### Page text
=-=-=-=-=
# Bert Model with Pytorch 

This notebook is basic on Abhishek Thakur YouTube video "Training Sentiment Model Using BERT and Serving it with Flask API" you can find the video here : https://www.youtube.com/watch?v=hinZO--TEk4 

# Import libraries and Config 

In [1]:
import transformers 
import torch.nn as nn 
import torch 
from tqdm import tqdm
import torch 
import torch.nn as nn 
import pandas as pd
import torch.nn as nn
import numpy as np
from sklearn import model_selection
from sklearn import metrics
from transformers import AdamW
from transformers import get_linear_schedule_with_warmup

In [2]:
MAX_Len = 512 
TRAIN_BATCH_SIZE =8 
VALID_BATCH_SIZE = 4
BERT_PATH = '../input/bert-base-uncased'
TOKENZIER = transformers.BertTokenizer.from_pretrained(BERT_PATH ,do_lower_case = True )

# Creat Model 

In [3]:
class BertBaseUncased(nn.Module) :
    def __init__(self) : 
        super(BertBaseUncased,self).__init__() 
        self.bert = transformers.BertModel.from_pretrained(BERT_PATH) 
        self.bert_drop = nn.Dropout(0.4) 
        self.out = nn.Linear(768,1) 
    def forward(self,ids,mask,token_type_ids) : 
        out1,out2 = self.bert( 
            ids , 
            attention_mask = mask , 
            token_type_ids = token_type_ids 
        )
        bo = self.bert_drop(out2) 
        output = self.out(bo) 
        return output 

# Data set 

In [4]:
class BERTDataset : 
    def __init__(self,df) : 
        
        self.text = df['text'].values
        self.target = df['target'].values 
        self.tokenizer = TOKENZIER 
        self.max_len = MAX_Len 
    def __len__(self) : 
        return len(self.text) 
    def __getitem__(self, item):
        text = str(self.text[item])
        text = " ".join(text.split())

        inputs = self.tokenizer.encode_plus(
                text,
                None,
                add_special_tokens=True,
                max_length=self.max_len
            )

        ids = inputs["input_ids"]
        mask = inputs["attention_mask"]
        token_type_ids = inputs["token_type_ids"]

        padding_length = self.max_len - len(ids)
        ids = ids + ([0] * padding_length)
        mask = mask + ([0] * padding_length)
        token_type_ids = token_type_ids + ([0] * padding_length)

        return {
                'ids': torch.tensor(ids, dtype=torch.long),
                'mask': torch.tensor(mask, dtype=torch.long),
                'token_type_ids': torch.tensor(token_type_ids, dtype=torch.long),
                'targets': torch.tensor(self.target[item], dtype=torch.float)
=-=-=-=-=
### Supplied information
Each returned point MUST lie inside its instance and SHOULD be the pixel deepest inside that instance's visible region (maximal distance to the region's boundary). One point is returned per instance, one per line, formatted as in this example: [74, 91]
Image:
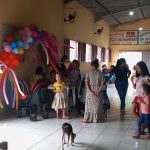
=-=-=-=-=
### Directive A
In the notebook, what dropout rate is applied in the BertBaseUncased model?
### Directive B
Reproduce the notebook word for word from "self.bert_drop = nn.Dropout(0.4)" up to and including "bo = self.bert_drop(out2)".

### Complete response A
0.4

### Complete response B
self.bert_drop = nn.Dropout(0.4) 
        self.out = nn.Linear(768,1) 
    def forward(self,ids,mask,token_type_ids) : 
        out1,out2 = self.bert( 
            ids , 
            attention_mask = mask , 
            token_type_ids = token_type_ids 
        )
        bo = self.bert_drop(out2)